**TASK DESCRIPTION**
Reproduce the portion of the sonnet passage between "Some might say" and "some basic level.", inclusive, keeping every word and punctuation mark unchanged.

**PASSAGE TO READ**
* * * * * * * * *

The blue blanched figures—system of a bird—
possess the future in the singing spring,
syrinx opulens, the eye a ring
noon will burn in like a perfect word
in a breathing sentence the silence blurred.
Principally throat, motion arriving
aural integral or static wing
comes to this remonstrance, harm, high, heard
and white kept opiate the nothing wides.
Palliative the skewed sky shackles, flails.
High integument that curts and glides
and beads the waters where its silver sails
the streaming numbers, aureate scales.
Enough says the girl and screams and hides.
Some might say Volkman can handle the sonnet’s prosodic strictures so easily only because she’s excused herself from the form’s traditional obligation to make an argument, or at least sense. What, after all, does this poem mean? Since when is “curt” a verb? Why is the sky skewed, and what does it shackle? Where did that girl at the end come from, and what’s she so upset about? Sonnets by hall-of-famers like Petrarch, Shakespeare, and Spenser may be (and are) subjected to multiple interpretations; still, it’s usually clear what they’re about on some basic level.

* * * * * * * * *

Object pointing dataset lines:
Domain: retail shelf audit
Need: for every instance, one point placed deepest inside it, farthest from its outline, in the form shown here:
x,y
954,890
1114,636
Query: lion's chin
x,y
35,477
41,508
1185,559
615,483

* * * * * * * * *

**ANSWER TO THE EXERCISE**
Some might say Volkman can handle the sonnet’s prosodic strictures so easily only because she’s excused herself from the form’s traditional obligation to make an argument, or at least sense. What, after all, does this poem mean? Since when is “curt” a verb? Why is the sky skewed, and what does it shackle? Where did that girl at the end come from, and what’s she so upset about? Sonnets by hall-of-famers like Petrarch, Shakespeare, and Spenser may be (and are) subjected to multiple interpretations; still, it’s usually clear what they’re about on some basic level.